* PROBLEM DESCRIPTION
Would you give again, exactly, the lines running from the line with "Target: upholstered bar stool" to the end of the data below, both included?

* MATERIAL FOR THIS EXERCISE
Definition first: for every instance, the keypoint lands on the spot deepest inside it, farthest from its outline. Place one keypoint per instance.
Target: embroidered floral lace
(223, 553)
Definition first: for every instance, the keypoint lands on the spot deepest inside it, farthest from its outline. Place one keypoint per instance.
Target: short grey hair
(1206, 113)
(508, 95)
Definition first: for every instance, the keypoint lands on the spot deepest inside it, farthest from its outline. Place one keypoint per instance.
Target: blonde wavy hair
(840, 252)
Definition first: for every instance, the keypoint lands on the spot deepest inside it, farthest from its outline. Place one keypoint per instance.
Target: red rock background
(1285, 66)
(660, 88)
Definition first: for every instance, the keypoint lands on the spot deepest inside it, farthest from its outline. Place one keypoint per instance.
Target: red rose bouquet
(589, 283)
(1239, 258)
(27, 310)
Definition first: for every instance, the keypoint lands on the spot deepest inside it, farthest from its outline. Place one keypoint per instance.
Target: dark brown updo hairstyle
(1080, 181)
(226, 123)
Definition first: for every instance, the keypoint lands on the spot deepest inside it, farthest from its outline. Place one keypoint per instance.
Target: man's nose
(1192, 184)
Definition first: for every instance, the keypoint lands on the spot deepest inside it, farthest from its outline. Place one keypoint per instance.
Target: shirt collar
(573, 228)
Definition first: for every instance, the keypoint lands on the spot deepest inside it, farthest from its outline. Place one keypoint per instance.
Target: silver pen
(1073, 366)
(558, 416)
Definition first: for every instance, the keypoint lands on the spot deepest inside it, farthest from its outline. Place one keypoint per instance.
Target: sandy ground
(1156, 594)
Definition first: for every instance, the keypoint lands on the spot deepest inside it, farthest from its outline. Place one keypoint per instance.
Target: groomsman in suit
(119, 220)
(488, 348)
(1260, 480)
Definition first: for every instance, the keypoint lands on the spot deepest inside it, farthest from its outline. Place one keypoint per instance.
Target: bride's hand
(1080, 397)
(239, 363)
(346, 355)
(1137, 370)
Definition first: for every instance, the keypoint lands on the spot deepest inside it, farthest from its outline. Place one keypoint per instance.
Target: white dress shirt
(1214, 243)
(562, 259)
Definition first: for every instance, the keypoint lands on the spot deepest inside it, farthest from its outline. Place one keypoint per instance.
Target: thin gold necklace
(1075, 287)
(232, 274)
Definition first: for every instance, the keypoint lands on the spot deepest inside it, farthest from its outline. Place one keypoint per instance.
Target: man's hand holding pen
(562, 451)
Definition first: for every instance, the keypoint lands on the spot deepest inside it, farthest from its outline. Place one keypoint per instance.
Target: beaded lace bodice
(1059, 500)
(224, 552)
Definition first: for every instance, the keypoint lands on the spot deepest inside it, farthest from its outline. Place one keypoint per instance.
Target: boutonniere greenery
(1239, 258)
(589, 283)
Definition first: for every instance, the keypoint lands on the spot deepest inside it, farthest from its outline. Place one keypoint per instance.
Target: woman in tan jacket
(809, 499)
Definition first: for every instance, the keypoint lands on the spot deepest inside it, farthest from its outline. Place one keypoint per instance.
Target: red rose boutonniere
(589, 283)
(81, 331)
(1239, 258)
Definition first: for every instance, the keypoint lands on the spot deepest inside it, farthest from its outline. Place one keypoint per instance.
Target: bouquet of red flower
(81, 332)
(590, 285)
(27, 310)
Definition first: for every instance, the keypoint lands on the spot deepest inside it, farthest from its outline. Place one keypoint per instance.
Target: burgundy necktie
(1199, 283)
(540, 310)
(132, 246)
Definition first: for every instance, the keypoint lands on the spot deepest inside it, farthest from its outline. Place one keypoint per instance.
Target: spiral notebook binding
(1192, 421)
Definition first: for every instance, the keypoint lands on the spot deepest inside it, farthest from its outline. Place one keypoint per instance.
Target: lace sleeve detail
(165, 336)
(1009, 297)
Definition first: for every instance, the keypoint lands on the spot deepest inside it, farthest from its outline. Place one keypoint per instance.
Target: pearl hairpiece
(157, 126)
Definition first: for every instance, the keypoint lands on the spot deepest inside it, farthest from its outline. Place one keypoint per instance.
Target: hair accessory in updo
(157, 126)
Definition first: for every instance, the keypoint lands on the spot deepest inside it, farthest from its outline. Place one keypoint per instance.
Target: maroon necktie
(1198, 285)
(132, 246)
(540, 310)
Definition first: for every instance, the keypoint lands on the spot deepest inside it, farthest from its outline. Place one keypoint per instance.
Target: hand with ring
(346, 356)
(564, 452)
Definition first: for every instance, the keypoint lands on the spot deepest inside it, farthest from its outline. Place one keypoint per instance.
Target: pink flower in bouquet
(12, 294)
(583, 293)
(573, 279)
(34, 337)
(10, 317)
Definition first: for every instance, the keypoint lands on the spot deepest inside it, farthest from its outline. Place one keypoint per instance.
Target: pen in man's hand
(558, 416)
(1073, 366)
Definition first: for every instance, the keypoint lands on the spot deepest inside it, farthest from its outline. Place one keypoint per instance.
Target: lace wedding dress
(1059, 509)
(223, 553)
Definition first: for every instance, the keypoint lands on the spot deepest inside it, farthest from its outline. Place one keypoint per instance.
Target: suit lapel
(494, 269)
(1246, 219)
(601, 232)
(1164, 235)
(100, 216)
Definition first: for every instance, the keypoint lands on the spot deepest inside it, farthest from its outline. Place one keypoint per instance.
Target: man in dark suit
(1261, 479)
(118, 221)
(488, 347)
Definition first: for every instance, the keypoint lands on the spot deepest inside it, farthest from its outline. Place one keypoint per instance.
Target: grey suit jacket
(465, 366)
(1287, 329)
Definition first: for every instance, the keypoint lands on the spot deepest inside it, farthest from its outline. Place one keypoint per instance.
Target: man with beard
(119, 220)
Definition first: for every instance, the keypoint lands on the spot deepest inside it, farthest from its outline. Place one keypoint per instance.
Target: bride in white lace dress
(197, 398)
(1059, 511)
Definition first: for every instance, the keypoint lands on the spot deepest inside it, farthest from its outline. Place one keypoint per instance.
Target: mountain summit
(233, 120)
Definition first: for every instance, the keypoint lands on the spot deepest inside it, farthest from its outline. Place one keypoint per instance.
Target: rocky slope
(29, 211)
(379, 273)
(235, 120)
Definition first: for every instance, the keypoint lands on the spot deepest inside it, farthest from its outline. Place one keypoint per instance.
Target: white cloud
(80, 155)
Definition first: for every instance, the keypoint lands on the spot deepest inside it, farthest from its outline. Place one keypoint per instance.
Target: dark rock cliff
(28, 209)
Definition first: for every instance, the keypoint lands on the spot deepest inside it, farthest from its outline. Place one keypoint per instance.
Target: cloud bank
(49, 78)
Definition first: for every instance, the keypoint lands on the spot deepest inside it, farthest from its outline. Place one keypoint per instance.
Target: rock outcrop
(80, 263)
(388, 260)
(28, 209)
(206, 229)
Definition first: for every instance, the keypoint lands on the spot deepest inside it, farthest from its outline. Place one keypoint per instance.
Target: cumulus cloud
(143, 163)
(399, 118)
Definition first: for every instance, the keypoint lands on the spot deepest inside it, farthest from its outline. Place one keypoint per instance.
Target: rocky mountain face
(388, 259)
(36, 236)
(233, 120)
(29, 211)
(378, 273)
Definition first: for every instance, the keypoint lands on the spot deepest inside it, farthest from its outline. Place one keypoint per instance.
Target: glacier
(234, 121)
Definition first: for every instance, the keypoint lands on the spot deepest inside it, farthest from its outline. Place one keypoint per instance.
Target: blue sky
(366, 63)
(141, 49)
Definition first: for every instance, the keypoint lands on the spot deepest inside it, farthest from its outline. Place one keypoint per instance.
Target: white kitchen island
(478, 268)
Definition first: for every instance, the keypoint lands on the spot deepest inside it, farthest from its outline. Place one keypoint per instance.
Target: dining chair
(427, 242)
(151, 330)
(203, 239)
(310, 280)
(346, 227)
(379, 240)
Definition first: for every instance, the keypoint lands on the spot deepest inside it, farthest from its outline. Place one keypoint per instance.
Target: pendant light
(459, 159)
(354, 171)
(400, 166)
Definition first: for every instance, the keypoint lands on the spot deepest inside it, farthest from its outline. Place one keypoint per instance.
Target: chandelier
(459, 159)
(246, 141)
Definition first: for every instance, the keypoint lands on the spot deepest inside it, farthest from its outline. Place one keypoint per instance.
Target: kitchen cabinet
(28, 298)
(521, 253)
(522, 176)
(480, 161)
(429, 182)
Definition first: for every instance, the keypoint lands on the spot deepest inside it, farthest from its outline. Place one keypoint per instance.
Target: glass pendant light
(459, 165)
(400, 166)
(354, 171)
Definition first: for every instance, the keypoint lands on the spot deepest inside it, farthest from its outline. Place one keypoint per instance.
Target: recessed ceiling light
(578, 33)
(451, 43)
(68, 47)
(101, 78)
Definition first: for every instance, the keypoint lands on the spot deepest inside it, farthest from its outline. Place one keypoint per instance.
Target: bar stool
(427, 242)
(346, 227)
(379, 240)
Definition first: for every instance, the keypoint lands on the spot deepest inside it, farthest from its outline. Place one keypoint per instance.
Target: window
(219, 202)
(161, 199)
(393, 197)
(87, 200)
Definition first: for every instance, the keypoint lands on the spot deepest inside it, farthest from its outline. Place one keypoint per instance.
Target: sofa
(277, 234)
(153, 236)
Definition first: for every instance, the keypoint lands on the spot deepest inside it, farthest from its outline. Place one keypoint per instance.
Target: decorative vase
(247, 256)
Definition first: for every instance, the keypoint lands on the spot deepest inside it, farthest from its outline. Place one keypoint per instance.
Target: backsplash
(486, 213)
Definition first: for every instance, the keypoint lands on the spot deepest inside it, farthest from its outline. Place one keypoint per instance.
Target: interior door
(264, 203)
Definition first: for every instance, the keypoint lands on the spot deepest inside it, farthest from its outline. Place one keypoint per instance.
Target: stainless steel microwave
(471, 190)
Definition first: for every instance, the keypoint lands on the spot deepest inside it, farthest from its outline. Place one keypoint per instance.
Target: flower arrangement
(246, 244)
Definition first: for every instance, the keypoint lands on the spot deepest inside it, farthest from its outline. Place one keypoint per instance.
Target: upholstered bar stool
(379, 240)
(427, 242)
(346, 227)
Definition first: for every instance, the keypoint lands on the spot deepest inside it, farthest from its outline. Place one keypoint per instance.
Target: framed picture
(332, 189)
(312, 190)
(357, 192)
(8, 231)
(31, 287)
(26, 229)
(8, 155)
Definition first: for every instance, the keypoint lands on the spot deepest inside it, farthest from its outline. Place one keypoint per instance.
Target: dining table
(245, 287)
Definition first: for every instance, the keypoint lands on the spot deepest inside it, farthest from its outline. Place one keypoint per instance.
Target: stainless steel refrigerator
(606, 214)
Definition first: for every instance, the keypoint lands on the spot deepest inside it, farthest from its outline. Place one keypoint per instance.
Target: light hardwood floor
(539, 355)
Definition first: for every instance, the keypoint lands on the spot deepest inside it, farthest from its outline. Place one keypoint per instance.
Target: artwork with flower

* YOUR SOLUTION
Target: upholstered bar stool
(379, 240)
(427, 242)
(346, 227)
Definition first: for every instance, the keypoint lands on the spot deepest inside it, farthest from its outline. Place one keypoint per instance.
Target: framed picture
(332, 189)
(312, 190)
(357, 192)
(8, 231)
(31, 287)
(26, 229)
(8, 155)
Definition first: for every instance, the keypoint lands on the spot deepest inside it, farthest from its outline. Place one keypoint per instance.
Target: dining table
(245, 287)
Definition first: for every instance, the keypoint lands on the spot deepest inside it, farthest from its outline. Place one keypoint per instance.
Target: stainless steel refrigerator
(606, 214)
Definition first: for every instance, the keypoint lands on the spot deepest inside it, farthest from its outline. Place one keypoint per instance.
Target: light hardwood floor
(539, 355)
Definition first: for every instance, the keypoint lands on the spot deepest inside it, farthest from its outline. Place one keypoint per instance.
Target: artwork with flower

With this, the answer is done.